PIANIST,
THE
Article courtesy of Andrea
Chase of KillerMovieReviews.com
PIANIST, THE, UK/ FRANCE/ NETHERLANDS/ POLAND, 2002, MPAA Rating:
R for violence and brief strong language
Truth
can be and often is stranger than fiction and so it is with
the true story of pianist Wladyslaw Szpilman, a Polish Jew who
through chutzpah and luck managed to escape the clutches of
the uber-efficient Nazi death machine. His experiences have
been rendered with a melancholy poetry by Roman Polanski, who
as a child escaped the Szpilman before the war was a nationally
renowned musician. At he start of the film, hes playing
Chopin on Polish radio just as World War II begins and bombs
drop all around the radio studio, knocking it off the air, and
knocking Szpilman's life into a downward spiral. Little by little,
Szpilman, his parents, his two sisters and his brother are subjected
to the Nazi process of separating the Jewish population of Warsaw
from the rest of the inhabitants. Starting with restaurants
and parks being closed to them and then, gradually, too late
for protest or escape, they are forbidden to keep more than
a pittance in the way of cash, then they must wear a Star of
David on their arms, then theyre moved to the Warsaw Ghetto.
In one telling moment, Szpillmans father, played with
gentle dignity by Frank Finlay, talks of how they can use the
same tricks to survive this war as they did the last one. It
hasnt sunk in how very different this war is, and how
dire their situation is. When it does, he rails against the
American Jews for not helping them.
As Szpillman, Adrien Brody echoes the films tone of stunned
disbelief about what is happening to him. With a delicate mouth
and large eyes that see and feel too much, he captures the angst
of knowing first-hand too much horror and not being able to
comprehend it, only to react. Brody himself threw himself into
this role with more than just his acting chops, paring down
to 130 pounds on his already wiry frame, he becomes skeletal,
with veins bulging from his arms and a fragility that is palpable.
His performance is a marvel of wary tenacity and unquenchable
humanity.
Through quirks of fate, Szpilman is spared the death camps,
only to go into hiding in abandoned apartments, trusting sympathetic
Poles to protect him in a world where an act of kindness can
be a death sentence. The same Poles who told him how awful it
was that the Nazis were targeting Jews, and then stood by and
did nothing.

## [Set tasks]
1) Please translate this sentence from the review of The Pianist into Spanish: "His performance is a marvel of wary tenacity and unquenchable humanity."
2) According to the review of The Pianist, which actor plays Szpilman's father?
The lines that come next have no connection to the review of The Pianist.

## [Recorded data]
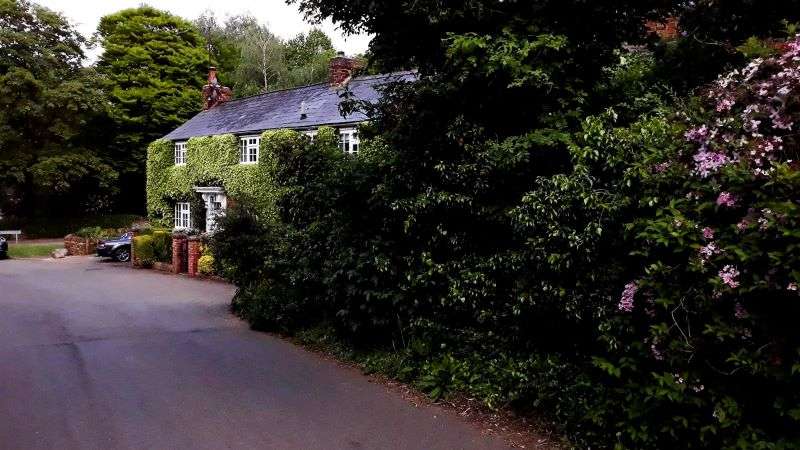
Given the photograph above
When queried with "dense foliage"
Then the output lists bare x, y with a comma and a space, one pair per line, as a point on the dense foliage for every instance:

## [Answers provided]
1) Su actuación es una maravilla de tenacidad cautelosa y humanidad inextinguible.

2) Frank Finlay